• Aim of the exercise
Render the items below as a Markdown table with the columns "Row" and "Line", numbering each row and omitting blank lines. Leave the pictures out of the table.

§

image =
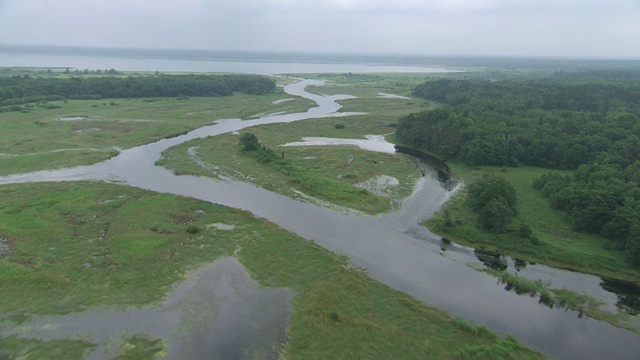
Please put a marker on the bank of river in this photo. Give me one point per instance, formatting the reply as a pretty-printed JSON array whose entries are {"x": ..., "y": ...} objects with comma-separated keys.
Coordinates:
[{"x": 392, "y": 247}]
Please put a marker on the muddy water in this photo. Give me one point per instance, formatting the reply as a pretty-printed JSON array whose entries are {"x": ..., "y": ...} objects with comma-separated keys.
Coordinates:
[
  {"x": 392, "y": 247},
  {"x": 218, "y": 312}
]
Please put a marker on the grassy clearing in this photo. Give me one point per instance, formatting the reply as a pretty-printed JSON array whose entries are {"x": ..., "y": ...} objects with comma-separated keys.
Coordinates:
[
  {"x": 327, "y": 172},
  {"x": 91, "y": 244},
  {"x": 557, "y": 244},
  {"x": 339, "y": 166},
  {"x": 122, "y": 123}
]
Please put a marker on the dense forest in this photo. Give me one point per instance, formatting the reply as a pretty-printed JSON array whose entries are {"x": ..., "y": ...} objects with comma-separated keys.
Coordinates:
[
  {"x": 17, "y": 90},
  {"x": 556, "y": 122}
]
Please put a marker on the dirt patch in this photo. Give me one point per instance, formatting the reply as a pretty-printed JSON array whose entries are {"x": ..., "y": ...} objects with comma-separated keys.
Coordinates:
[
  {"x": 5, "y": 247},
  {"x": 379, "y": 184}
]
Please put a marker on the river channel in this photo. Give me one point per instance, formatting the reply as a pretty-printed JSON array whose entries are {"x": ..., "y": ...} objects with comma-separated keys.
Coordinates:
[{"x": 392, "y": 247}]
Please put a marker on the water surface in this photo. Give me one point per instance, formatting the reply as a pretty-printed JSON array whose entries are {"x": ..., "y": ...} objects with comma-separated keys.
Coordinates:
[{"x": 392, "y": 247}]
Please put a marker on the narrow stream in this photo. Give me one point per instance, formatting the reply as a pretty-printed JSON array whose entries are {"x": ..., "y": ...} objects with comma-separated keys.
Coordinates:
[{"x": 392, "y": 247}]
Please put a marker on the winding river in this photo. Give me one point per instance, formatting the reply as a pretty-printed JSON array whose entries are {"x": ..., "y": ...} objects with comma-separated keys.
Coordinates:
[{"x": 392, "y": 247}]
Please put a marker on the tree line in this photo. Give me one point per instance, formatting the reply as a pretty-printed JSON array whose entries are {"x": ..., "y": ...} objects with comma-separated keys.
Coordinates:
[
  {"x": 17, "y": 90},
  {"x": 592, "y": 128},
  {"x": 541, "y": 123}
]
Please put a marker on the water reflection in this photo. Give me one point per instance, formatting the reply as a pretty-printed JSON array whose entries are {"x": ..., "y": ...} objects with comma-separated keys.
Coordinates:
[
  {"x": 218, "y": 312},
  {"x": 392, "y": 247},
  {"x": 628, "y": 294}
]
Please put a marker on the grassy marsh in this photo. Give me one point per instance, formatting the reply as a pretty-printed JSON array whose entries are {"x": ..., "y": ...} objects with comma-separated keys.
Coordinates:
[
  {"x": 73, "y": 245},
  {"x": 339, "y": 165},
  {"x": 557, "y": 244},
  {"x": 30, "y": 136}
]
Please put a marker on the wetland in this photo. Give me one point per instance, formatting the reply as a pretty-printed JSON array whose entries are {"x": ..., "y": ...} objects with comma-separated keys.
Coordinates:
[{"x": 389, "y": 248}]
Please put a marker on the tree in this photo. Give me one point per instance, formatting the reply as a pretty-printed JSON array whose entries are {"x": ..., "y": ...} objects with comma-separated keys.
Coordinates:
[
  {"x": 495, "y": 216},
  {"x": 249, "y": 142},
  {"x": 494, "y": 199}
]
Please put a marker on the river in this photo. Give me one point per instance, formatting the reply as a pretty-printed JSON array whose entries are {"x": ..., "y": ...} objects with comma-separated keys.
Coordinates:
[{"x": 391, "y": 247}]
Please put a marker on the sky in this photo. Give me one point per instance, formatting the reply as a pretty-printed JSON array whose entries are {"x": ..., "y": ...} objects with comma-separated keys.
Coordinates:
[{"x": 548, "y": 28}]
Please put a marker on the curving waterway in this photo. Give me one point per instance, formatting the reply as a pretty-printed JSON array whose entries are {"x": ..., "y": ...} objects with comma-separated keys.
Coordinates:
[{"x": 392, "y": 247}]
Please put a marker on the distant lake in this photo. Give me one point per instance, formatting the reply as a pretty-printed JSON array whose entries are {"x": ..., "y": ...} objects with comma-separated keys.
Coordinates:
[{"x": 203, "y": 61}]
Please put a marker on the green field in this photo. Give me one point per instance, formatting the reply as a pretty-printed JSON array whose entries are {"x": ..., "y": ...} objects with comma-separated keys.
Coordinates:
[
  {"x": 333, "y": 169},
  {"x": 78, "y": 245},
  {"x": 556, "y": 243},
  {"x": 31, "y": 138}
]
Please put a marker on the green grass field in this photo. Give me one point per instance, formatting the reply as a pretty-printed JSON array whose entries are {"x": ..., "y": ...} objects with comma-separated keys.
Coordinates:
[
  {"x": 77, "y": 245},
  {"x": 334, "y": 169},
  {"x": 557, "y": 244},
  {"x": 28, "y": 138}
]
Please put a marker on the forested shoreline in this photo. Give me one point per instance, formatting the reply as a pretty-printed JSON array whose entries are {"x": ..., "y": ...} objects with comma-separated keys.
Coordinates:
[
  {"x": 559, "y": 122},
  {"x": 18, "y": 90}
]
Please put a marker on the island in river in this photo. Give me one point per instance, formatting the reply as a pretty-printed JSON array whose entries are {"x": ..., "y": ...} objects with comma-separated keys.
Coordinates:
[{"x": 392, "y": 262}]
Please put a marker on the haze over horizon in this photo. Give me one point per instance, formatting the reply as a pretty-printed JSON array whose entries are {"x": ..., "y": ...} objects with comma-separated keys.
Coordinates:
[{"x": 527, "y": 28}]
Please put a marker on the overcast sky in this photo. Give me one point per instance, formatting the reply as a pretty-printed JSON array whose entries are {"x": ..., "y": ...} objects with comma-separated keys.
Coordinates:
[{"x": 573, "y": 28}]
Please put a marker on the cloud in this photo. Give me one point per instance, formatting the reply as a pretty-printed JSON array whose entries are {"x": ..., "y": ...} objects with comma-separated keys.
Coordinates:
[{"x": 498, "y": 27}]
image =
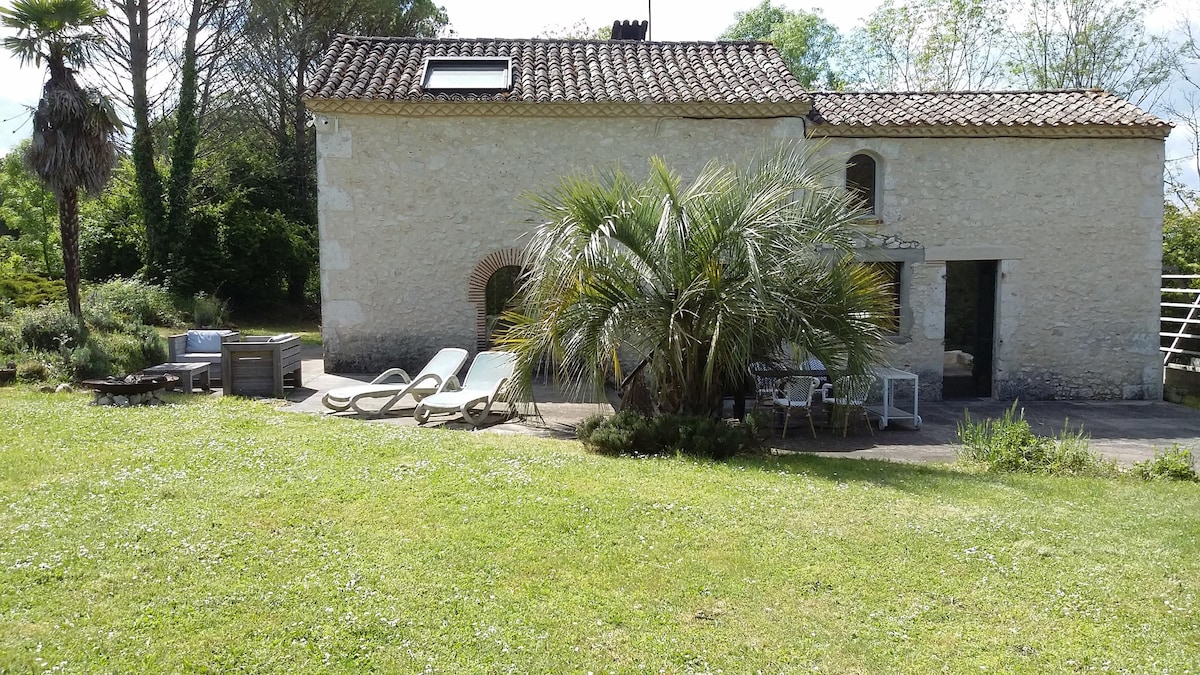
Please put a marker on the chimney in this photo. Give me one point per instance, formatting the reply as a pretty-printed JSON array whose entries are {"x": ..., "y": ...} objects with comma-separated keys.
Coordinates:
[{"x": 630, "y": 30}]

§

• Complete response
| Row | Line |
|---|---|
| 1 | image = |
| 2 | Please put a marker on the bank of river in this photo. Give me one point per instance, formatting the reply as a pretty-printed JSON array whose entries are {"x": ..., "y": ...} objects with comma-separated keys. |
| 3 | Coordinates: |
| 4 | [{"x": 392, "y": 247}] |
| 5 | Please put a marker on the muddy water in this photo. Give me one point per instance, formatting the reply as a pretty-printed JSON array whose entries are {"x": ..., "y": ...} objects with comma-separated keys. |
| 6 | Coordinates: |
| 7 | [ |
| 8 |   {"x": 392, "y": 247}, |
| 9 |   {"x": 218, "y": 312} |
| 10 | ] |
| 11 | Please put a marker on the grassy clearing in this photo. Give me one point per instance, formatting the reply as a pretty-printed JSON array whose entries are {"x": ..., "y": ...} objects with comma-separated keys. |
| 12 | Coordinates: |
| 13 | [ |
| 14 |   {"x": 327, "y": 172}, |
| 15 |   {"x": 91, "y": 244}, |
| 16 |   {"x": 557, "y": 244}, |
| 17 |   {"x": 339, "y": 166}, |
| 18 |   {"x": 122, "y": 123} |
| 19 | ] |
| 20 | Please put a marker on the dense forest in this photo. Give me one point per instance, formatting the reply as a pretty-printed JSON array whose entries are {"x": ..., "y": ...} objects with comma-separated keys. |
| 21 | Coordinates: |
| 22 | [ |
| 23 |   {"x": 17, "y": 90}, |
| 24 |   {"x": 556, "y": 122} |
| 25 | ] |
| 26 | Please put a marker on the dirt patch in this photo. Give me one point per instance, formatting the reply as a pretty-printed JSON array whose entries are {"x": ..., "y": ...} objects with comma-separated keys. |
| 27 | Coordinates: |
| 28 | [ |
| 29 |   {"x": 5, "y": 247}, |
| 30 |   {"x": 379, "y": 184} |
| 31 | ] |
| 32 | Please put a marker on the river channel in this photo. Give me one point per instance, formatting the reply as a pretty-printed JSON array whose entries are {"x": ..., "y": ...} objects with comma-separated keys. |
| 33 | Coordinates: |
| 34 | [{"x": 392, "y": 247}] |
| 35 | Please put a marker on the water surface in this photo. Give me one point per instance, formatting the reply as a pretty-printed JSON array whose entries are {"x": ..., "y": ...} objects with comma-separated keys. |
| 36 | Coordinates: |
| 37 | [{"x": 392, "y": 247}] |
| 38 | Please put a marker on the narrow stream in this photo. Give me one point per instance, formatting the reply as a pretty-printed JSON array whose entries are {"x": ..., "y": ...} objects with comma-separated keys. |
| 39 | Coordinates: |
| 40 | [{"x": 392, "y": 247}] |
| 41 | Please put a marker on the winding river in this photo. Give me one point per instance, formatting the reply as a pretty-printed JSON array whose entries are {"x": ..., "y": ...} objects with comma-separated keys. |
| 42 | Coordinates: |
| 43 | [{"x": 392, "y": 247}] |
| 44 | Please put a marker on the tree line in this photo. Give me one point per instance, formatting the reply as a pretty-printed JSON array whose entries are {"x": ..., "y": ...} objects with comma-separated keys. |
| 45 | Coordinates: |
| 46 | [ |
| 47 |   {"x": 17, "y": 90}, |
| 48 |   {"x": 592, "y": 128}, |
| 49 |   {"x": 541, "y": 123} |
| 50 | ] |
| 51 | Please put a marker on the water reflection in this photo. Give me one point per instance, formatting the reply as a pretty-printed JSON array whose entries are {"x": ..., "y": ...} objects with comma-separated keys. |
| 52 | Coordinates: |
| 53 | [ |
| 54 |   {"x": 218, "y": 312}, |
| 55 |   {"x": 392, "y": 247}, |
| 56 |   {"x": 628, "y": 294} |
| 57 | ] |
| 58 | Please put a marker on the grassy marsh in this photo. Give me one point per instance, formatting the reply as a pretty-printed JSON array whose entries are {"x": ..., "y": ...} objects with comma-separated keys. |
| 59 | Coordinates: |
| 60 | [ |
| 61 |   {"x": 73, "y": 245}, |
| 62 |   {"x": 339, "y": 165}, |
| 63 |   {"x": 557, "y": 244}, |
| 64 |   {"x": 30, "y": 136} |
| 65 | ] |
| 66 | Please put a marker on the wetland in this photo. Give me one point per instance, formatting the reply as a pretty-printed JSON array whose entries are {"x": ..., "y": ...} objects with comma-separated keys. |
| 67 | Coordinates: |
| 68 | [{"x": 389, "y": 248}] |
| 69 | Please put a marker on the tree in this photo. Give me one point per instance, formatting the reply as a pretty-printed JSON array whose entries are {"x": ..., "y": ...} objects with comma-separated keys. |
| 70 | Coordinates: |
| 71 | [ |
| 72 |   {"x": 495, "y": 216}, |
| 73 |   {"x": 249, "y": 142}, |
| 74 |   {"x": 494, "y": 199} |
| 75 | ] |
| 76 | Please put a marker on the river in this photo. Give me one point per instance, formatting the reply as a pretty-printed JSON array whose entries are {"x": ..., "y": ...} objects with comma-separated keys. |
| 77 | Coordinates: |
| 78 | [{"x": 391, "y": 247}] |
| 79 | Please put a marker on the sky in this photo. Give me one point per instance, formatting the reply as a pretty-printed JSON array whose entries are {"x": ..., "y": ...} objects with comma-separated keys. |
| 80 | Coordinates: |
| 81 | [{"x": 548, "y": 28}] |
| 82 | Please put a marker on the curving waterway in this photo. Give me one point per instance, formatting the reply as a pretty-printed JSON array whose entries are {"x": ..., "y": ...} objects with comma-separated keys. |
| 83 | Coordinates: |
| 84 | [{"x": 392, "y": 247}] |
| 85 | Please put a marker on the distant lake in this photo. Give me one point per instance, formatting the reply as a pretty-printed JSON array whose entries are {"x": ..., "y": ...} objects with comma-separated keys. |
| 86 | Coordinates: |
| 87 | [{"x": 203, "y": 61}] |
| 88 | Please put a marker on the green field in this photo. Give me one point per instance, formatting the reply as a pretty-printed JSON array whose entries are {"x": ..., "y": ...} objects with comma-separated keys. |
| 89 | Coordinates: |
| 90 | [ |
| 91 |   {"x": 333, "y": 169}, |
| 92 |   {"x": 78, "y": 245}, |
| 93 |   {"x": 556, "y": 243}, |
| 94 |   {"x": 31, "y": 138} |
| 95 | ] |
| 96 | Please put a marker on the green grass field in this photo. Give me one point per instance, formatting the reply as a pretty-printed JSON array whose entries are {"x": ..., "y": ...} objects with comma-separated keys. |
| 97 | Coordinates: |
| 98 | [ |
| 99 |   {"x": 77, "y": 245}, |
| 100 |   {"x": 334, "y": 169}, |
| 101 |   {"x": 557, "y": 244}, |
| 102 |   {"x": 28, "y": 138} |
| 103 | ] |
| 104 | Please put a marker on the forested shoreline in this photo. Give me one point per instance, formatting the reply as a pretty-printed JSON array whose entries are {"x": ..., "y": ...} objects with comma-separated keys. |
| 105 | Coordinates: |
| 106 | [ |
| 107 |   {"x": 559, "y": 122}, |
| 108 |   {"x": 18, "y": 90} |
| 109 | ] |
| 110 | Please put a marker on the island in river in this photo. Give me one point per instance, formatting the reply as a pretty-printed JSON array whose entries are {"x": ..., "y": ...} objects with comma-separated keys. |
| 111 | Coordinates: |
| 112 | [{"x": 392, "y": 262}] |
| 113 | Please put a marker on the haze over horizon in this photo. Give me one point per instance, formatting the reply as a pretty-printed JSON array whose entries are {"x": ..., "y": ...} objects with comma-separated keys. |
| 114 | Coordinates: |
| 115 | [{"x": 527, "y": 28}] |
| 116 | Please put a marker on the overcast sky in this photo. Give me one point per instance, formatting the reply as a pretty-printed JSON array whose entries are {"x": ..., "y": ...} objects with comma-separated keys. |
| 117 | Coordinates: |
| 118 | [{"x": 573, "y": 28}] |
| 119 | Please put a marker on the cloud in this photo. Give me one point per instance, formatting the reply as a pretty-printed JSON array whose entries are {"x": ..., "y": ...} objects with comma-separated keys. |
| 120 | Coordinates: |
| 121 | [{"x": 498, "y": 27}] |
| 122 | image = |
| 123 | Please put a marker on the chimney in this photo. Give me one point per instance, formatting the reply as a pretty-printed JSON array whose entries are {"x": ..., "y": ...} objects with comma-separated keys. |
| 124 | Coordinates: |
| 125 | [{"x": 630, "y": 30}] |